Teks yang Dikaji.
================

C. FUNGSI ORGANISASI PROFESI KEPENDIDIKAN
Organisasi kependidikan selain sebagai cirri suatu profesi kependidikan, sekaligus juga memiliki fungsi sebagai pemersatu seluruh anggota dalam kiprahnya menjalankan tugasnya, dan memiliki fungsi peningkatan kemampuan professional, kedua fungsi tersebut dapat dipaparkan sebagai berikut :
1. Fungsi pemersatu
Kdorongan yag menggerakkan pada professional untuk membentuk suatu organisasi keprofessian. Secara intrinstik, para professional terdorong oleh keinginanya mendapatkan kehidupan yang layak, sesuai dengan profesi yang diembannya. Kedua motif tersebut sekaligus merupakan tantangan bagi pengembangan suatu profesi yang secara teoritas sangat sulit dihadapi dan diselesaikan.
2. Fungsi Peningkatan Kemampuan Profesional
Fungsi ini telah tertuang dalam PP No. 38 tahun 1992, pasal 61 yang berbunyi ; “ Tenaga kependidikan dapat membentuk ikatan profesi sebagai wadah untuk peningkatkan dan mengembangkan karier, kemampuan, kewenangan professional, martabat, dan kesejahteraan tenaga kependidikan.
Menurut Johnson (Abin Syamsuddin, 1999 :72), kompetensi kependidikan dibangun oleh enam perangkat kompetensi berikut ini :
a. Performance component, yaitu unsur kemampuan penampilankinerja yang sesuai dengan profesi kependidikan
b. Subject component, yaitu unsur kemampuan penguasaan bahan/substansi pengetahuan yang relevan.
c. Profesional component, yaitu unsur kemampuan penguasaan subtansi pengetahuan dan ketarampilan teknis profesi kependidikan.
d. Process component, yaitu unsur kemampuan penguasaan proses-proses mental mencakup berpikir logis dalam pemecahan masalah.
e. Adjustment component, yaitu unsur kemampuan penyerasian dan penyesuaian diri berdasarkan karakteristik pribadi pendidik.
f. Attitudes component, yaitu unsur komponen sikap, nilai, kepribadian pendidik/guru.
D. TUJUAN ORGANISASI PROFESI KEPENDIDIKAN
Menurut visinya secara umum ialah terwujudnya tenaga kependidikan yang professional
1. Meningkatkan dan mengembangkan karier anggota, hal itu merupakan upaya organisasi dalam bidang mengembangkan karir anggota sesuai bidang pekerjannya.
2. Meningkatkan dan mengembangkan kemampuan anggota, merupakan upaya terwujudnya kompetensi kependidikan yang handal pada diri tenaga kependidikan
3. Meningkatkan dan mengembangkan kewenangan profeional anggota merupakan upaya para professional untuk menempatkan anggota suatu profesi sesuai kemampuan.
4. Meningkatkan dan mengembangkan martabat anggota, merupakan upaya organisasi profesi kependidikan agar anggotanya terhindar dari perlakuan tidak manusiawi.
5. Meningkatkan dan mengembangkan kesejahteraan merupakan upaya organisasi profesi kependidikan untuk meningkatkan kesejahteraan lahir batin anggotanya.
E. RAGAM BENTUK PARTISIPASU GURU
Bentuk partisipasi anggota profesi tidak sebatas terdaftar menjadi anggota dengan memberikan sejumlah iuran rutin, namun lebih dalam bentuk nyata yang bersifat professional. Beberapa bentuk partisipasi dalam organisasi profesi guru bias berupa :
1. Aktif mengomunikasikan berbagai pikiran dan pengalaman yang mengarah kepada pembaharuan dan perbaikan mutu pendidikan.
2. secara aktif melakukan evaluasi diri, baik secara perorangan mapun kelompok dalam hal praktek professional dengan mengacu kepada standart profesi yang telah ditetapkan oleh organisasi
3. Bentuk partisipasi mewujudkan perilaku dan sikap professional dalam kehidupan dan lingkungan kerja guru.

================

Data yang Disediakan.
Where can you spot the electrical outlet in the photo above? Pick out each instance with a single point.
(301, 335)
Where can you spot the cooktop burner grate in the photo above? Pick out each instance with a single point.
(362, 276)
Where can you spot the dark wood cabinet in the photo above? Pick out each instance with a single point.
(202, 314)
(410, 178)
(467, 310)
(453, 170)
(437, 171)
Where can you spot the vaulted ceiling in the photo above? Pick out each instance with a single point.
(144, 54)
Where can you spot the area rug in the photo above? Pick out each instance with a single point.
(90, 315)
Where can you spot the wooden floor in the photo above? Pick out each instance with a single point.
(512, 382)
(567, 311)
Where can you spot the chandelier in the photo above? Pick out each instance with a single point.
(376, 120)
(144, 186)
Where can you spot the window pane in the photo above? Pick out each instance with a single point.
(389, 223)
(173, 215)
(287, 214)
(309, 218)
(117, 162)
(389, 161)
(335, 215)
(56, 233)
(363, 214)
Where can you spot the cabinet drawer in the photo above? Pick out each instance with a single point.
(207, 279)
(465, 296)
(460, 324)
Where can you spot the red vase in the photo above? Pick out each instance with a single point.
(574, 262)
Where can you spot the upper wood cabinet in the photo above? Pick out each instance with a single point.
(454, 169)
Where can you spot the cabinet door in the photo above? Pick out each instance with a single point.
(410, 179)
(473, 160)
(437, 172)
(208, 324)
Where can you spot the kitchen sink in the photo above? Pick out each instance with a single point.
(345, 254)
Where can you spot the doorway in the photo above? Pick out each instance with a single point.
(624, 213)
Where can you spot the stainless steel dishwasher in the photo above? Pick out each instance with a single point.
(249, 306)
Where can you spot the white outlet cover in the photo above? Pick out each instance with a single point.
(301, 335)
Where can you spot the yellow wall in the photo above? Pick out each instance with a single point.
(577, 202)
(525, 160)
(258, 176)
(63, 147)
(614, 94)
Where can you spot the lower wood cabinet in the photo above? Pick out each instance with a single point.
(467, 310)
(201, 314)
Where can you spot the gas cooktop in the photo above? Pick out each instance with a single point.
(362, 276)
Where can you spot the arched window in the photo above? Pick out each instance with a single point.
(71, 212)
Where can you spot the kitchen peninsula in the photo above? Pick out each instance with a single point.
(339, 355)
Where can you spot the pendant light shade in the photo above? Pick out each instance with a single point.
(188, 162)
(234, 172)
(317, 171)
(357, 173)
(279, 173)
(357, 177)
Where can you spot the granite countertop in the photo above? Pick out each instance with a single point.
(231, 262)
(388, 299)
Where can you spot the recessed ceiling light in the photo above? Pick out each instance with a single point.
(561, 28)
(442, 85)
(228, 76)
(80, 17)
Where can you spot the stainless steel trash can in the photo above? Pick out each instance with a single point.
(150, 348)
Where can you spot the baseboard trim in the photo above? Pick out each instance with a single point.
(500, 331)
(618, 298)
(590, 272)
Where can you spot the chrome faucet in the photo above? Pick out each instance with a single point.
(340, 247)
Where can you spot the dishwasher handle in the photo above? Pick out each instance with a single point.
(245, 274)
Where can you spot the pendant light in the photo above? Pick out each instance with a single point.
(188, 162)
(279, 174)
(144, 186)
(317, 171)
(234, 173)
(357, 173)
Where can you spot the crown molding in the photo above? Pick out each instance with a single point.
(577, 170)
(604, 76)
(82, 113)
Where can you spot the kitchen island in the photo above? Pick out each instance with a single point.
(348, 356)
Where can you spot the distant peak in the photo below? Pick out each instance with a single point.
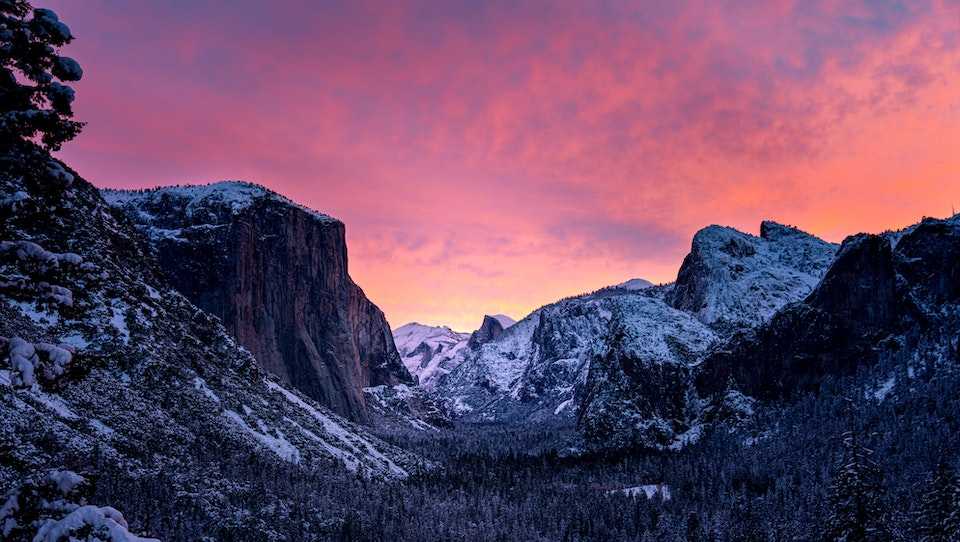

================

Tugas yang Dikerjakan.
**1.** Salin persis bagian teks tentang organisasi profesi kependidikan, mulai dari kata-kata yang memuat "e. Adjustment component, yaitu" dan berhenti setelah "sesuai bidang pekerjannya.".
**2.** Menurut teks tentang organisasi profesi kependidikan, mengapa organisasi profesi berupaya meningkatkan dan mengembangkan martabat anggotanya? Jawab dalam satu sampai tiga kalimat.

Penyelesaian Soal.
**1.**
e. Adjustment component, yaitu unsur kemampuan penyerasian dan penyesuaian diri berdasarkan karakteristik pribadi pendidik.
f. Attitudes component, yaitu unsur komponen sikap, nilai, kepribadian pendidik/guru.
D. TUJUAN ORGANISASI PROFESI KEPENDIDIKAN
Menurut visinya secara umum ialah terwujudnya tenaga kependidikan yang professional
1. Meningkatkan dan mengembangkan karier anggota, hal itu merupakan upaya organisasi dalam bidang mengembangkan karir anggota sesuai bidang pekerjannya.

**2.** Organisasi profesi kependidikan melakukan upaya itu agar anggotanya terhindar dari perlakuan tidak manusiawi.